____ Record set

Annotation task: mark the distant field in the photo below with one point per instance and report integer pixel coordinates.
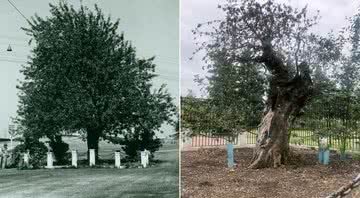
(158, 181)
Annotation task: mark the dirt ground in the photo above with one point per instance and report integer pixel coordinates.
(204, 174)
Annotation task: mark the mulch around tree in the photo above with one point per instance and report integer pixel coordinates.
(204, 173)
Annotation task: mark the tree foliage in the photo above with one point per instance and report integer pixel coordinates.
(84, 77)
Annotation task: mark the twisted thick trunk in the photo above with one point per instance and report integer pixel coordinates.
(285, 100)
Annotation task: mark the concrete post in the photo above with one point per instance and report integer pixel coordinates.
(92, 157)
(117, 159)
(74, 158)
(50, 160)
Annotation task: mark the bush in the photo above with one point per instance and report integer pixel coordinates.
(60, 149)
(17, 155)
(137, 142)
(37, 150)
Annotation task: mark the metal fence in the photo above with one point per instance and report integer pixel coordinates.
(209, 140)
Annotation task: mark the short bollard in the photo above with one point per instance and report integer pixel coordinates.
(26, 159)
(74, 158)
(4, 161)
(117, 159)
(92, 157)
(324, 152)
(1, 161)
(230, 155)
(144, 158)
(50, 161)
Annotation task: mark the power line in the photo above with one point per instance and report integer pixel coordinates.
(18, 10)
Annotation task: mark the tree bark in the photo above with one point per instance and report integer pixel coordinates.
(285, 100)
(287, 96)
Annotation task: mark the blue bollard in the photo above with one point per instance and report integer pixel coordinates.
(326, 157)
(321, 155)
(230, 155)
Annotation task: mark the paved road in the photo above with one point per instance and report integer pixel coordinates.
(159, 181)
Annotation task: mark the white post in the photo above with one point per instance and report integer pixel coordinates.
(50, 161)
(92, 157)
(143, 159)
(242, 139)
(74, 158)
(117, 159)
(26, 159)
(147, 157)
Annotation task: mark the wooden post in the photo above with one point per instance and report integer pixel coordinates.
(92, 157)
(50, 160)
(117, 159)
(74, 158)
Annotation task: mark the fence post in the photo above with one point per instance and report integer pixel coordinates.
(117, 159)
(74, 158)
(92, 157)
(50, 161)
(230, 155)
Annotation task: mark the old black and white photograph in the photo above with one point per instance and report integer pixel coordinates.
(89, 100)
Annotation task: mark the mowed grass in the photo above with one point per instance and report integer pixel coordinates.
(160, 180)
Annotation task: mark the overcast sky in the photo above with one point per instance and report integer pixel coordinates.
(333, 17)
(152, 26)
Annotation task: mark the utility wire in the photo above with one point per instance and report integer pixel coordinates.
(18, 10)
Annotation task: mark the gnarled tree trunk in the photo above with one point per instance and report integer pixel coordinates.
(287, 96)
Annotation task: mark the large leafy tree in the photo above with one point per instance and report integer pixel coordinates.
(276, 38)
(84, 77)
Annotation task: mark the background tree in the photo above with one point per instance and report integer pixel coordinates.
(83, 77)
(277, 38)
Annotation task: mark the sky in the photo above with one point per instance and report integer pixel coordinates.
(333, 17)
(152, 26)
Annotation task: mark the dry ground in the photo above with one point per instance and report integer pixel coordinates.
(204, 174)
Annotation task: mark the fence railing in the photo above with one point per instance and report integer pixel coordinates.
(307, 137)
(208, 139)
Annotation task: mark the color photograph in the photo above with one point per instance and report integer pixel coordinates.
(270, 98)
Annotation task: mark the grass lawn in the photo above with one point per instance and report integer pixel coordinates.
(160, 180)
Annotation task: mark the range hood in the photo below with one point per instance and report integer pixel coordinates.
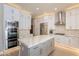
(60, 18)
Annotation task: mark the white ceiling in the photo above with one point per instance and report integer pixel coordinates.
(43, 7)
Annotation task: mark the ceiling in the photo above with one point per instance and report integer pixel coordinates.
(43, 7)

________

== Problem to solve ==
Repeat the data word for word. Skip the pictures.

== Response to the exercise ==
Annotation task: mark the distant field in the photo below with one point per instance and report integer pixel coordinates.
(158, 181)
Annotation task: mark the dirt ground in the photo above with one point per instance and report integer pixel coordinates.
(204, 174)
Annotation task: mark the mulch around tree in the photo above with one point per instance and report integer pixel coordinates.
(204, 173)
Annotation task: mark the tree foliage in the photo above with one point per instance and report integer pixel coordinates.
(84, 77)
Annotation task: mark the twisted thick trunk in the photo above with one point per instance and report integer pixel coordinates.
(285, 100)
Annotation task: mark the concrete post in the photo above with one point per instance and report integer pixel coordinates.
(92, 157)
(117, 159)
(74, 158)
(50, 160)
Annotation task: mark the bush in the photo above with one point per instance and report integer pixel coordinates.
(60, 149)
(17, 155)
(137, 142)
(37, 150)
Annotation task: mark the metal fence in the photo above with one point per instance and report integer pixel coordinates.
(209, 140)
Annotation task: mark the short bollard in the photo above with one point per instance and report integer pixel coordinates.
(26, 159)
(74, 158)
(4, 161)
(117, 159)
(92, 157)
(324, 152)
(1, 161)
(230, 155)
(144, 158)
(50, 161)
Annotation task: mark the power line in the photo above with one point per instance and report integer pixel coordinates.
(18, 10)
Annotation task: mark the tree bark in the photo above with one point per instance and report integer pixel coordinates.
(285, 100)
(287, 96)
Annotation task: mark the blue bollard in the photo above with one point per instance and report integer pixel coordinates.
(326, 157)
(321, 155)
(230, 155)
Annotation task: mark the paved road in the photo above with one point per instance and report integer pixel coordinates.
(159, 181)
Annotation task: mark the white post in the photo above with one point per instance and report integer pixel coordinates.
(50, 161)
(92, 157)
(143, 159)
(242, 139)
(74, 158)
(117, 159)
(26, 159)
(147, 157)
Annotation task: mark the wooden post in the photo above with one point per instance and report integer pixel coordinates.
(92, 157)
(50, 160)
(117, 159)
(74, 158)
Annotation task: mark the fence post in the photo above with one point per instance and report integer pixel coordinates.
(117, 159)
(74, 158)
(92, 157)
(50, 161)
(230, 155)
Annotation task: mark the old black and white photograph in the photo above with one point per instance and report integer pixel coordinates.
(89, 100)
Annotation task: mark the mowed grass in the photo above with one point per instance and report integer pixel coordinates.
(160, 180)
Annotation task: mark the overcast sky in the photo above with one point per instance and report integer pixel coordinates.
(333, 17)
(152, 26)
Annotation task: mark the utility wire in the photo above with one point per instance and report integer pixel coordinates.
(18, 10)
Annotation task: mark the gnarled tree trunk in the photo above with one point per instance and report integer pixel coordinates.
(287, 96)
Annotation task: mark the large leafy tree in the photo above with one point per instance and report integer pixel coordinates.
(276, 38)
(84, 77)
Annotation task: mark the background tree in the photo above with one point per instance and report integer pixel coordinates.
(83, 77)
(277, 38)
Annotation task: mark the sky in the photo above with one point per instance and report integer pixel coordinates.
(333, 17)
(152, 26)
Annotation task: mark the dry ground in the photo above with one point per instance and report integer pixel coordinates.
(204, 174)
Annotation task: mark the fence railing in the photo above with one point per instance and report integer pixel coordinates.
(307, 137)
(208, 139)
Annotation task: mark the color photograph in the photo above with one point per instance and report integer pixel coordinates.
(270, 98)
Annotation task: mark the grass lawn in the photo above with one point per instance and report integer pixel coordinates.
(160, 180)
Annotation task: mark the range hood in the photo below with one point per instance and report integer pixel coordinates.
(60, 18)
Annotation task: mark the white ceiling in the photo above with one point per instance and report integer pixel coordinates.
(43, 7)
Annotation task: mark the ceiling in the photo above with one point per instance and report integer pixel coordinates.
(43, 7)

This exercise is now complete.